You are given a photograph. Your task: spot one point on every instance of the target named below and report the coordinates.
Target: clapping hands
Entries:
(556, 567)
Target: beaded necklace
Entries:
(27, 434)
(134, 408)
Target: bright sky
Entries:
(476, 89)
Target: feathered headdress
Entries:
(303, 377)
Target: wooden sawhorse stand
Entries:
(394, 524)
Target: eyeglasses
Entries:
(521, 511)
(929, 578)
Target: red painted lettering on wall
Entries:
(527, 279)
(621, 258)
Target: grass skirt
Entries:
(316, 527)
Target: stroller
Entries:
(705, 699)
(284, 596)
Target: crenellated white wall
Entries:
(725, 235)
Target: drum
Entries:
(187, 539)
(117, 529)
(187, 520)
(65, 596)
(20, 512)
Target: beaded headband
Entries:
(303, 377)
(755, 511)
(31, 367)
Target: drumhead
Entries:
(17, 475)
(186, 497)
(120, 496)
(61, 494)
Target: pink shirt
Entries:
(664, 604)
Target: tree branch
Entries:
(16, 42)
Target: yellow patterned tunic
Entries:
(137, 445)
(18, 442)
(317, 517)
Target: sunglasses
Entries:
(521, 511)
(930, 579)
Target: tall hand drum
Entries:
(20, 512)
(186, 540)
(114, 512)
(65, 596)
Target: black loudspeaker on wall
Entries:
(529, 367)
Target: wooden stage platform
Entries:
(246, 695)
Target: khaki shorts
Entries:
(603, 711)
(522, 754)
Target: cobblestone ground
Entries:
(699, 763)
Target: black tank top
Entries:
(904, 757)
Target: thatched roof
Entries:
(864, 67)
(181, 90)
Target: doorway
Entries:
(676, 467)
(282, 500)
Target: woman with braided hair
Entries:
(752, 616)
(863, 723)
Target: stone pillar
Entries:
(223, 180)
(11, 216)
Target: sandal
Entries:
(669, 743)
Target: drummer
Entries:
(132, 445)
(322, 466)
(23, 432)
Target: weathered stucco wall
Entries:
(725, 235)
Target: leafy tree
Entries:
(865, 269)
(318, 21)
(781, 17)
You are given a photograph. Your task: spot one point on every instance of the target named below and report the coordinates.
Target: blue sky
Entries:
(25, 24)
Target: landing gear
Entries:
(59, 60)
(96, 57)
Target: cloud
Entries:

Problem to work on: Rewrite the lines above as a numbered list, omitting any blank lines.

Written response:
1. You are given a photograph. Your task: spot one point on every instance of the target named below and report the coordinates.
2. Target: clapping hands
3. Entries:
4. (556, 567)
5. Target: beaded necklace
6. Entries:
7. (27, 434)
8. (134, 408)
9. Target: bright sky
10. Entries:
11. (476, 89)
12. Target: feathered headdress
13. Entries:
14. (303, 377)
15. Target: wooden sawhorse stand
16. Entries:
17. (394, 524)
18. Target: eyeglasses
19. Entries:
20. (521, 511)
21. (929, 578)
22. Target: red painted lettering on wall
23. Entries:
24. (527, 279)
25. (621, 258)
26. Target: grass skirt
27. Entries:
28. (316, 527)
29. Target: stroller
30. Entries:
31. (705, 699)
32. (284, 596)
33. Target: crenellated white wall
34. Entries:
35. (725, 235)
36. Target: drum
37. Entries:
38. (187, 539)
39. (117, 529)
40. (187, 520)
41. (65, 596)
42. (20, 512)
43. Target: beaded headband
44. Entries:
45. (303, 377)
46. (755, 511)
47. (31, 367)
48. Target: drumhead
49. Entries:
50. (17, 475)
51. (186, 497)
52. (120, 496)
53. (61, 494)
54. Target: pink shirt
55. Entries:
56. (664, 604)
57. Target: tree branch
58. Entries:
59. (16, 42)
60. Target: yellow patterned tunic
61. Entries:
62. (137, 445)
63. (18, 442)
64. (317, 517)
65. Target: sunglasses
66. Entries:
67. (521, 511)
68. (930, 579)
69. Target: tall hand drum
70. Entries:
71. (20, 512)
72. (186, 540)
73. (114, 512)
74. (65, 596)
75. Target: black loudspeaker on wall
76. Entries:
77. (529, 367)
78. Target: wooden stage platform
79. Entries:
80. (246, 695)
81. Target: khaki shorts
82. Entries:
83. (603, 711)
84. (522, 754)
85. Target: cobblestone ground
86. Entries:
87. (699, 763)
88. Target: black tank top
89. Entries:
90. (904, 757)
91. Target: thatched roof
92. Entries:
93. (864, 67)
94. (181, 90)
95. Target: doorway
96. Entries:
97. (676, 467)
98. (282, 500)
99. Target: woman with braided hair
100. Entries:
101. (752, 616)
102. (863, 723)
103. Target: stone pillar
104. Entries:
105. (223, 180)
106. (11, 216)
107. Target: sandal
108. Entries:
109. (669, 743)
110. Target: drummer
111. Entries:
112. (132, 445)
113. (322, 466)
114. (23, 432)
115. Target: weathered stucco wall
116. Entries:
117. (725, 235)
118. Target: leafy tree
119. Entries:
120. (865, 269)
121. (318, 21)
122. (781, 17)
123. You are given a photograph. Your task: spot one point on every instance of the target named below and report the coordinates.
124. Target: blue sky
125. Entries:
126. (25, 24)
127. Target: landing gear
128. Entries:
129. (59, 60)
130. (96, 57)
131. Target: cloud
132. Entries:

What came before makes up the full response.